» WHAT YOU ARE ASKED TO DO
Each entry below must be given again word for word, with no pictures.

[Referring expression pointing data]

----

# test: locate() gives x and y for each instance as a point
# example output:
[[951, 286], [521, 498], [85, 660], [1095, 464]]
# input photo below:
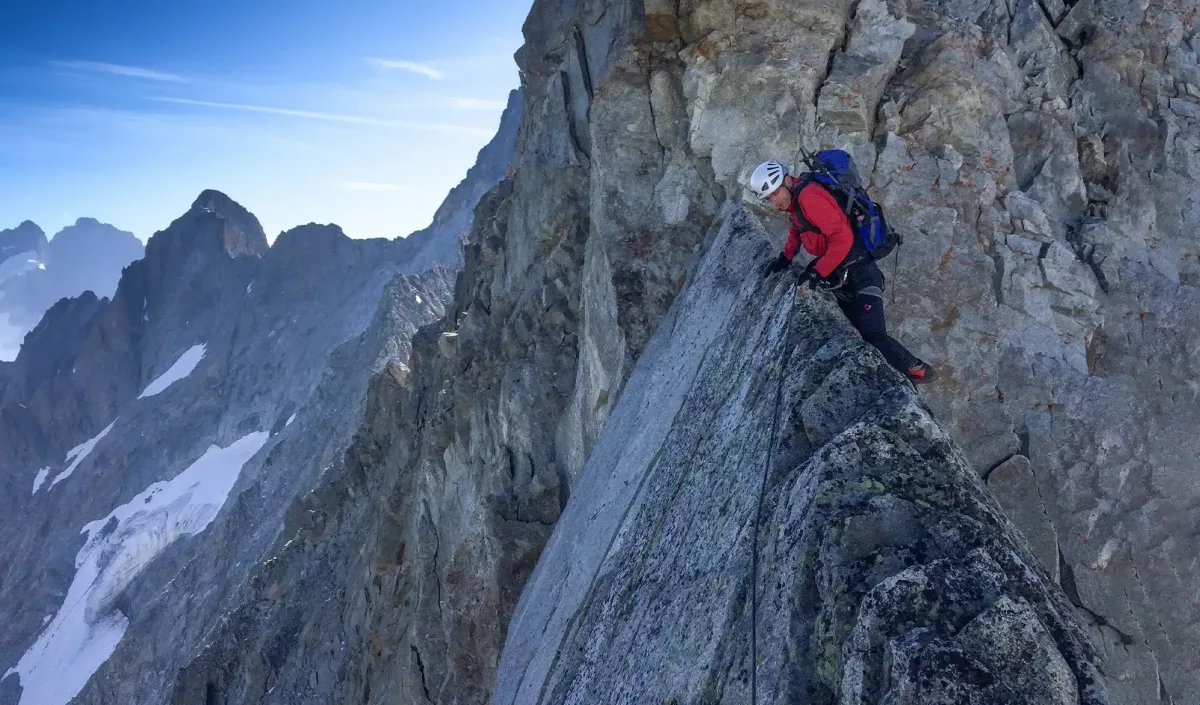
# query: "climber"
[[841, 263]]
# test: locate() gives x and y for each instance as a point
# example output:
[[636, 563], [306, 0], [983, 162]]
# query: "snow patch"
[[183, 367], [88, 627], [78, 453], [10, 339], [18, 264], [41, 477]]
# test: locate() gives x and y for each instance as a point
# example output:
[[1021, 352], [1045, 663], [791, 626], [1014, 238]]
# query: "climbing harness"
[[757, 517]]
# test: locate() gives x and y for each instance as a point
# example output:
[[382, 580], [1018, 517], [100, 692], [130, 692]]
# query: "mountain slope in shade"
[[84, 257], [211, 341]]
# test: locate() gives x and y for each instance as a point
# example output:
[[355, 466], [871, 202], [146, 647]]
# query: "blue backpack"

----

» PROBLEM SOLUTION
# test: locate() gives x and y for each instance as a point
# example output:
[[951, 286], [521, 498], [85, 660], [1095, 464]]
# input photo below:
# query: "climber"
[[841, 263]]
# test: locate() gives x and y for each instance as a point
# example output:
[[636, 563], [306, 0], [983, 162]]
# query: "snow patch"
[[183, 367], [88, 627], [78, 453], [10, 339], [18, 264], [41, 477]]
# test: locate() gives x and y for each instance as a point
# example output:
[[1021, 352], [1045, 663], [791, 626], [1014, 238]]
# query: "climbing harness"
[[757, 517]]
# test: locate() gives x and y for each instance as a point
# example output:
[[382, 580], [1018, 517], [100, 692], [130, 692]]
# query: "mountain slope in shade"
[[84, 257], [211, 341]]
# test: locate() gives x and y for each instance as a point
# example output:
[[355, 466], [871, 202], [146, 647]]
# query: "blue backpack"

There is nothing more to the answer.